● **Assignment**: An exact copy, beginning at the line containing "positive clicks: (600, 255) (596, 253)" and ending at the final line of the records that follow, is the answer; it has no pictures and no other text.

[[ Material shown, beginning ]]

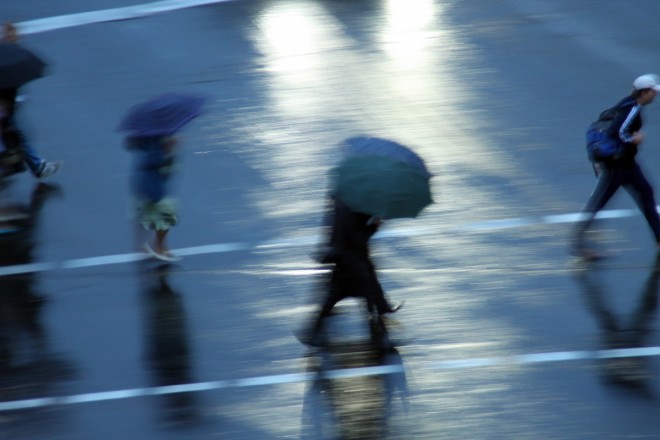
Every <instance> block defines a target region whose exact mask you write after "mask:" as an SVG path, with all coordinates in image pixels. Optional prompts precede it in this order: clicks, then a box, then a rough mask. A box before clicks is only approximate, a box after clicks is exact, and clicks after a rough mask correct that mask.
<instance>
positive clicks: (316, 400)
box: [301, 340, 409, 440]
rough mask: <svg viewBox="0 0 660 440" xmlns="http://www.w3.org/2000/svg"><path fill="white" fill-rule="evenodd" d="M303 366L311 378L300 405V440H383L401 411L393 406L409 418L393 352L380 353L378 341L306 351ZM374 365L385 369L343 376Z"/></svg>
mask: <svg viewBox="0 0 660 440" xmlns="http://www.w3.org/2000/svg"><path fill="white" fill-rule="evenodd" d="M306 362H307V371H308V372H313V373H314V374H315V377H314V379H313V380H312V381H311V382H310V383H309V384H308V388H307V391H306V393H305V397H304V401H303V410H302V421H301V438H302V439H309V440H312V439H313V440H325V439H333V440H336V439H346V440H348V439H351V440H355V439H363V440H376V439H378V440H383V439H387V438H388V437H389V432H390V423H389V422H390V421H391V419H392V417H393V415H394V414H395V412H396V411H397V410H398V408H399V406H398V405H395V402H397V401H399V400H400V402H401V407H400V408H402V410H403V413H405V414H407V412H408V397H409V390H408V383H407V378H406V373H405V369H404V365H403V360H402V358H401V355H400V353H399V351H398V350H397V349H396V348H392V347H390V348H383V347H382V345H381V344H380V343H379V340H376V341H366V342H346V343H337V344H333V345H331V346H327V347H324V348H320V349H313V350H310V352H309V353H308V357H307V359H306ZM376 366H382V367H384V368H383V369H382V370H380V371H375V372H374V374H370V373H367V372H365V374H357V375H353V376H352V377H341V372H342V371H343V370H346V369H356V368H358V369H359V368H364V367H376ZM358 371H359V370H358Z"/></svg>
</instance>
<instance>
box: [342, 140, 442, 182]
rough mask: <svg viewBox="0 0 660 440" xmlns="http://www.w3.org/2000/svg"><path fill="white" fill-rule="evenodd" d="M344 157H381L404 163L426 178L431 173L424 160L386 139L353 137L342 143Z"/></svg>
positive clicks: (396, 144)
mask: <svg viewBox="0 0 660 440" xmlns="http://www.w3.org/2000/svg"><path fill="white" fill-rule="evenodd" d="M342 147H343V149H344V156H345V157H351V156H382V157H387V158H389V159H394V160H398V161H401V162H405V163H407V164H409V165H411V166H413V167H415V168H417V169H418V170H419V171H421V172H422V174H424V175H425V176H426V177H427V178H430V177H431V173H430V172H429V170H428V169H427V168H426V164H425V163H424V160H423V159H422V158H421V157H419V156H418V155H417V153H415V152H414V151H412V150H411V149H410V148H408V147H405V146H403V145H401V144H400V143H398V142H394V141H391V140H388V139H383V138H378V137H367V136H355V137H351V138H348V139H346V140H344V141H343V142H342Z"/></svg>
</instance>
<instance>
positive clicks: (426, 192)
mask: <svg viewBox="0 0 660 440" xmlns="http://www.w3.org/2000/svg"><path fill="white" fill-rule="evenodd" d="M334 172H335V176H334V184H335V195H336V196H337V198H338V199H339V200H341V201H342V202H344V203H345V204H346V205H348V207H349V208H351V209H352V210H353V211H356V212H362V213H365V214H371V215H376V216H379V217H382V218H388V219H391V218H406V217H417V215H418V214H419V213H420V212H421V211H422V209H424V208H425V207H426V206H428V205H430V204H431V203H433V200H432V199H431V189H430V187H429V178H428V177H426V176H425V175H424V174H423V173H422V172H420V171H419V170H418V169H417V168H415V167H413V166H411V165H409V164H407V163H405V162H401V161H398V160H393V159H389V158H387V157H382V156H353V157H348V158H346V159H344V160H343V161H342V162H341V164H339V166H338V167H337V168H335V170H334Z"/></svg>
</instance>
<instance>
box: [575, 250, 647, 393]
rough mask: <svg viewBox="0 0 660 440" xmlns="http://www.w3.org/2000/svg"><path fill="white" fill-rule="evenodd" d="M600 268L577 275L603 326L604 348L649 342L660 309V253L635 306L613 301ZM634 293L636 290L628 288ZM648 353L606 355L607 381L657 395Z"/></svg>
mask: <svg viewBox="0 0 660 440" xmlns="http://www.w3.org/2000/svg"><path fill="white" fill-rule="evenodd" d="M602 275H603V274H602V273H600V272H599V269H598V268H586V269H585V270H583V271H580V272H578V274H577V277H578V280H579V282H580V285H581V287H582V289H583V292H584V297H585V300H586V301H587V305H588V306H589V308H590V310H591V311H592V313H593V315H594V318H595V319H596V322H597V323H598V326H599V327H600V330H601V339H602V344H603V349H604V350H618V349H635V348H643V347H645V346H647V344H648V342H649V340H650V338H651V335H652V334H653V332H654V320H655V318H656V316H657V311H658V294H659V293H660V255H658V257H657V260H656V263H655V265H654V266H652V267H651V269H650V273H649V275H648V278H647V280H646V282H645V284H644V285H643V288H642V290H641V291H640V292H639V294H638V297H637V304H636V305H635V308H634V309H633V310H632V311H630V312H628V313H622V312H621V311H619V310H617V308H615V307H613V305H612V304H610V299H609V298H610V297H611V295H612V294H614V293H620V292H614V291H612V290H611V289H609V288H608V287H606V284H605V283H604V281H603V280H602V279H600V278H599V277H602ZM626 293H627V294H634V293H635V292H626ZM649 363H650V360H649V359H648V358H647V357H641V356H640V357H636V356H634V355H632V356H626V357H621V358H616V357H615V358H606V359H603V360H602V361H601V371H602V375H603V381H604V382H605V383H609V384H612V385H615V386H620V387H622V388H625V389H629V390H632V391H635V392H637V393H639V394H640V395H641V396H644V397H649V398H653V397H654V396H655V394H654V390H653V385H652V379H653V377H654V374H653V372H652V366H651V365H649Z"/></svg>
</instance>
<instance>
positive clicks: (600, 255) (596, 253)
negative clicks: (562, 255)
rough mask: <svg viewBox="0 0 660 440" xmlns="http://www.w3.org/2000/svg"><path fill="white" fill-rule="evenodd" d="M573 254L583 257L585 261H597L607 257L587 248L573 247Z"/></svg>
mask: <svg viewBox="0 0 660 440" xmlns="http://www.w3.org/2000/svg"><path fill="white" fill-rule="evenodd" d="M570 253H571V255H573V256H575V257H578V258H581V259H583V260H585V261H596V260H602V259H604V258H606V255H605V254H603V253H600V252H597V251H595V250H593V249H587V248H571V251H570Z"/></svg>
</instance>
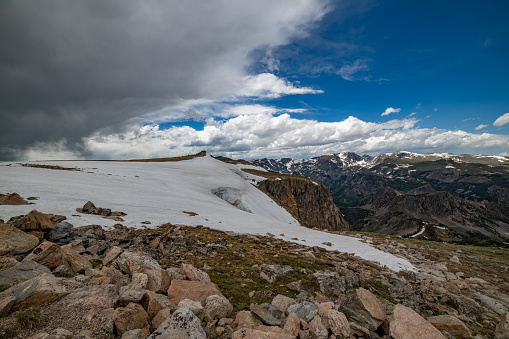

[[ Material shown, end ]]

● **Answer to the exercise**:
positive clicks: (600, 255) (596, 253)
negative clicks: (562, 255)
rough mask: <svg viewBox="0 0 660 440" xmlns="http://www.w3.org/2000/svg"><path fill="white" fill-rule="evenodd" d="M573 254L583 257L585 261H597L607 257L587 248L573 247Z"/></svg>
mask: <svg viewBox="0 0 660 440" xmlns="http://www.w3.org/2000/svg"><path fill="white" fill-rule="evenodd" d="M570 253H571V255H573V256H575V257H578V258H581V259H583V260H585V261H596V260H602V259H604V258H606V255H605V254H603V253H600V252H597V251H595V250H593V249H587V248H571V251H570Z"/></svg>
</instance>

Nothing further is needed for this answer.